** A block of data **
* start *

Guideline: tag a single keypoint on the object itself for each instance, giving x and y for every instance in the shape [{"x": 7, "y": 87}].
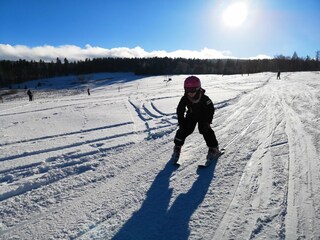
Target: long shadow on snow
[{"x": 154, "y": 220}]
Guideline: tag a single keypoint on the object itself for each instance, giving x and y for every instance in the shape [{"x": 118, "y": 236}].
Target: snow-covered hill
[{"x": 74, "y": 166}]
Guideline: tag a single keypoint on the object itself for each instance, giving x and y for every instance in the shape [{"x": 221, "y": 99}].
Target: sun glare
[{"x": 235, "y": 14}]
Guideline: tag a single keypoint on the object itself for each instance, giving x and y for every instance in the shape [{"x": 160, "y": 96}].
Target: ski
[
  {"x": 211, "y": 160},
  {"x": 175, "y": 159}
]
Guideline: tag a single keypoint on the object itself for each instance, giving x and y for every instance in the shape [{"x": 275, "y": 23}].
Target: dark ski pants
[{"x": 188, "y": 128}]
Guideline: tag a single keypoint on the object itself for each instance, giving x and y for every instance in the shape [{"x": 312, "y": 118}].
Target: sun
[{"x": 235, "y": 14}]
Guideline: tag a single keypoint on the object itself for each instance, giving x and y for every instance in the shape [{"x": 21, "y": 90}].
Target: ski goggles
[{"x": 191, "y": 90}]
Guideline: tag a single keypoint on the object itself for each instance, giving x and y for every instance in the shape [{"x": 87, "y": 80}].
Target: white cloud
[{"x": 72, "y": 53}]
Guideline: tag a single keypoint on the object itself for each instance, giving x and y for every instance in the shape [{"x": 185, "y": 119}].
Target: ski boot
[{"x": 176, "y": 154}]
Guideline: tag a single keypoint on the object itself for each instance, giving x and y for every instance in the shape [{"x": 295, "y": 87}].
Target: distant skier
[
  {"x": 199, "y": 109},
  {"x": 278, "y": 75},
  {"x": 30, "y": 94}
]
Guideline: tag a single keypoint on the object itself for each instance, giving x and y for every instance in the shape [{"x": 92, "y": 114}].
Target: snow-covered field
[{"x": 74, "y": 166}]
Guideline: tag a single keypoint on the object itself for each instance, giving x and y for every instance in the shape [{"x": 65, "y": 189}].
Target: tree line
[{"x": 14, "y": 72}]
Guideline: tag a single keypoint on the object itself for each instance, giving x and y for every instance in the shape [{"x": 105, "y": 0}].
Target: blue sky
[{"x": 143, "y": 28}]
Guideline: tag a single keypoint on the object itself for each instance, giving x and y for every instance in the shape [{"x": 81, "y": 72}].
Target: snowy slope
[{"x": 74, "y": 166}]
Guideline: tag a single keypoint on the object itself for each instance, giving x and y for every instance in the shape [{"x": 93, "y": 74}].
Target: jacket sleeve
[
  {"x": 181, "y": 110},
  {"x": 209, "y": 109}
]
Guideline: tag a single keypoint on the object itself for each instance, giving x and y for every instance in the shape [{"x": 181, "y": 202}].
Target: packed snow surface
[{"x": 74, "y": 166}]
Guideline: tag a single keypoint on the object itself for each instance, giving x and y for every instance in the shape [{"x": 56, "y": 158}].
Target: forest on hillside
[{"x": 13, "y": 72}]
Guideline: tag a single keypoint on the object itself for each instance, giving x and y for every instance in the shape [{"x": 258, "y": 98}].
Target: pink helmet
[{"x": 192, "y": 82}]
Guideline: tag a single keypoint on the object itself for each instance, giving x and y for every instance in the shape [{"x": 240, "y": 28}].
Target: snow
[{"x": 74, "y": 166}]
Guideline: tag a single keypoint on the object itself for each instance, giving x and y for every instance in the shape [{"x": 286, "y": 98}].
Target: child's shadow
[{"x": 154, "y": 220}]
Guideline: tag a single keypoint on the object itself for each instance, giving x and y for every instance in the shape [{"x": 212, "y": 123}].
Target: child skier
[{"x": 200, "y": 109}]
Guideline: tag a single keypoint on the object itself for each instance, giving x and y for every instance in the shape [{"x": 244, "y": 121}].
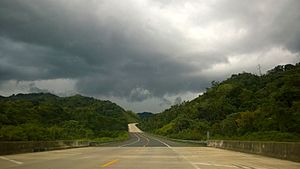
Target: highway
[{"x": 143, "y": 151}]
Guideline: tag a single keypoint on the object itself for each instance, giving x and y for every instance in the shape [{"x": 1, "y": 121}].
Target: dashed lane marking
[{"x": 109, "y": 163}]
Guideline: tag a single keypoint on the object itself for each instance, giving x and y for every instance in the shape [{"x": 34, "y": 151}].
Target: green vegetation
[
  {"x": 44, "y": 116},
  {"x": 243, "y": 107}
]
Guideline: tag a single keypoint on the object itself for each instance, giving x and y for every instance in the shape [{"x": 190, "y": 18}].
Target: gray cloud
[{"x": 137, "y": 50}]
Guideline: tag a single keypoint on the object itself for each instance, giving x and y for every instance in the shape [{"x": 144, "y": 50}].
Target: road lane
[{"x": 143, "y": 151}]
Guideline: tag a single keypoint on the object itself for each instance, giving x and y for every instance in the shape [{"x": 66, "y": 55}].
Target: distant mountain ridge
[
  {"x": 44, "y": 116},
  {"x": 245, "y": 106}
]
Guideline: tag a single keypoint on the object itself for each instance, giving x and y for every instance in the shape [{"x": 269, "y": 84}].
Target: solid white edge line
[{"x": 13, "y": 161}]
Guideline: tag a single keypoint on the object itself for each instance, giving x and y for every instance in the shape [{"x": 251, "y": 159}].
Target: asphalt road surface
[{"x": 143, "y": 151}]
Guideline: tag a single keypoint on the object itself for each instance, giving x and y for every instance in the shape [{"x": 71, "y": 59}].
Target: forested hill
[
  {"x": 245, "y": 106},
  {"x": 44, "y": 116}
]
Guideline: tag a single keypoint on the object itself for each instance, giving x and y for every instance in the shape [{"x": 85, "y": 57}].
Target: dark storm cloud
[{"x": 138, "y": 49}]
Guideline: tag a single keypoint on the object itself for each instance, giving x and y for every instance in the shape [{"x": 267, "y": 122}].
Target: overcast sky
[{"x": 142, "y": 54}]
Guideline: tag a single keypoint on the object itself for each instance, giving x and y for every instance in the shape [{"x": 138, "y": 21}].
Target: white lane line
[
  {"x": 13, "y": 161},
  {"x": 179, "y": 155},
  {"x": 162, "y": 142},
  {"x": 138, "y": 139},
  {"x": 217, "y": 165},
  {"x": 145, "y": 138}
]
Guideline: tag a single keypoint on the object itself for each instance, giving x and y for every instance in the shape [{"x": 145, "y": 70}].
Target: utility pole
[
  {"x": 259, "y": 69},
  {"x": 207, "y": 135}
]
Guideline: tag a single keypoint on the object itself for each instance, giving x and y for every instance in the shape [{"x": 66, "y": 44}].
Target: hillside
[
  {"x": 245, "y": 106},
  {"x": 44, "y": 116}
]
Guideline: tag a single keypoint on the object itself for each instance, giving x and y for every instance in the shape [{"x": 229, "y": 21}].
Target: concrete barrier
[
  {"x": 283, "y": 150},
  {"x": 14, "y": 147}
]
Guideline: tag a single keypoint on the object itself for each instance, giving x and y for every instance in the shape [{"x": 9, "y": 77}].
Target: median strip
[{"x": 109, "y": 163}]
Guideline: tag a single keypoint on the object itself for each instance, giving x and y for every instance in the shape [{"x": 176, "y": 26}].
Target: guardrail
[{"x": 283, "y": 150}]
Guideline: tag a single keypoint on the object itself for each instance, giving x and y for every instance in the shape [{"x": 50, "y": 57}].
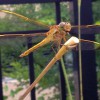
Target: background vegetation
[{"x": 11, "y": 48}]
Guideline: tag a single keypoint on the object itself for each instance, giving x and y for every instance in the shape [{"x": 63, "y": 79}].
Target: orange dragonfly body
[
  {"x": 56, "y": 34},
  {"x": 71, "y": 43}
]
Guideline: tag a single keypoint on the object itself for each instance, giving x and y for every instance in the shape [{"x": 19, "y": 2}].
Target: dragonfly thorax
[{"x": 65, "y": 26}]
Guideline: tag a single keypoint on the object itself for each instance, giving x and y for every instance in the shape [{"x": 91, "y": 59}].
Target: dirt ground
[{"x": 46, "y": 94}]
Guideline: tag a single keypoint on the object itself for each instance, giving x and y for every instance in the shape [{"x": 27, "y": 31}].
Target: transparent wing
[{"x": 88, "y": 45}]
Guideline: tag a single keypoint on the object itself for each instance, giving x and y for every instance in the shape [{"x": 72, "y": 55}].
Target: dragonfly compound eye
[{"x": 62, "y": 24}]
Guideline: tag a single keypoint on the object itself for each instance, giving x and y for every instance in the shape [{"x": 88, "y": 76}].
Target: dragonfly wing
[
  {"x": 89, "y": 45},
  {"x": 25, "y": 18},
  {"x": 48, "y": 39}
]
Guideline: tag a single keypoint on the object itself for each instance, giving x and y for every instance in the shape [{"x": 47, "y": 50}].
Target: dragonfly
[{"x": 56, "y": 34}]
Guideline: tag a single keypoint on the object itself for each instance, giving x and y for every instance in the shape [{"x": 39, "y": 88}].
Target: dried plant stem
[{"x": 80, "y": 55}]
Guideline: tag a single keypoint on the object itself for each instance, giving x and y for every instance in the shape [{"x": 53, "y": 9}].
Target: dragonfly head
[{"x": 65, "y": 26}]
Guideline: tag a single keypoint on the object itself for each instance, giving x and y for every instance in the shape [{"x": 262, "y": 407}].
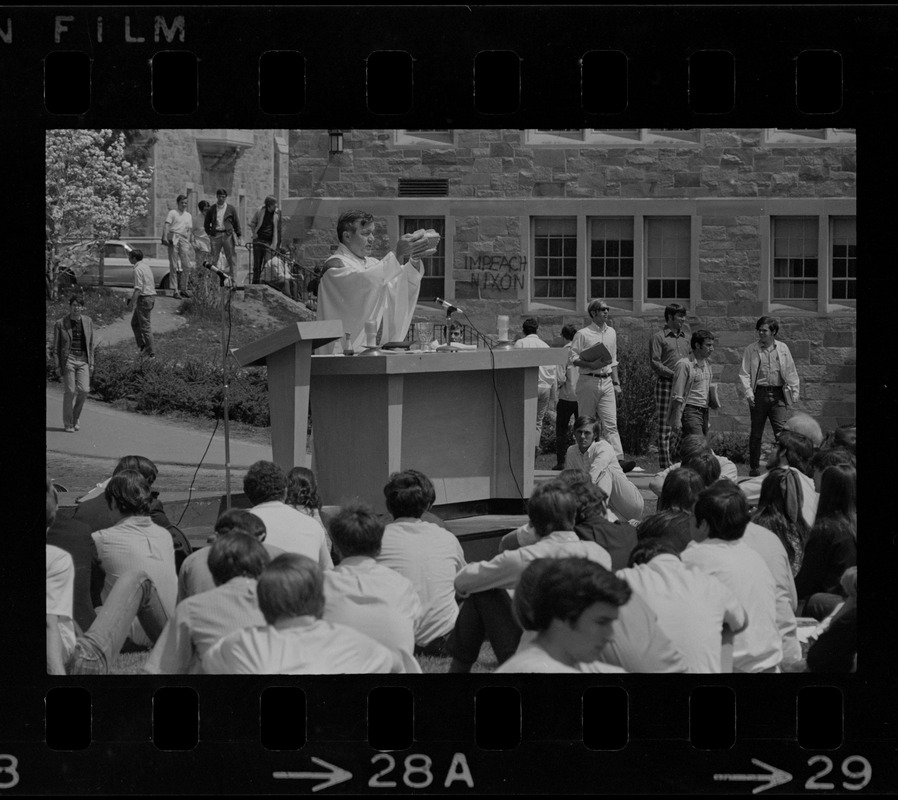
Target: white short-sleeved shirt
[
  {"x": 307, "y": 647},
  {"x": 759, "y": 646},
  {"x": 692, "y": 608},
  {"x": 429, "y": 557},
  {"x": 377, "y": 601},
  {"x": 294, "y": 532}
]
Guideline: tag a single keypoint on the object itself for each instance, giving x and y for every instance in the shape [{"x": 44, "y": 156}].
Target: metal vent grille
[{"x": 423, "y": 187}]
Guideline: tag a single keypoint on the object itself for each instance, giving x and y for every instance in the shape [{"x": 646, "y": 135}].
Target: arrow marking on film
[
  {"x": 332, "y": 777},
  {"x": 774, "y": 777}
]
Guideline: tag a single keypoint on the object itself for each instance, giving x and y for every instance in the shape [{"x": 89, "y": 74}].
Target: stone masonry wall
[{"x": 495, "y": 164}]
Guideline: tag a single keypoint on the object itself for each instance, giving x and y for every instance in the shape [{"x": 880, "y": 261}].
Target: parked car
[{"x": 115, "y": 269}]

* end *

** TO DO **
Find every line in the items above that contains the string "white", matching case exactly, and copy each of those lines.

** OUTPUT FOR THIS TASK **
Target: white cloud
Target: solid white edge line
Target: white lane line
Target: white short-sleeved shirt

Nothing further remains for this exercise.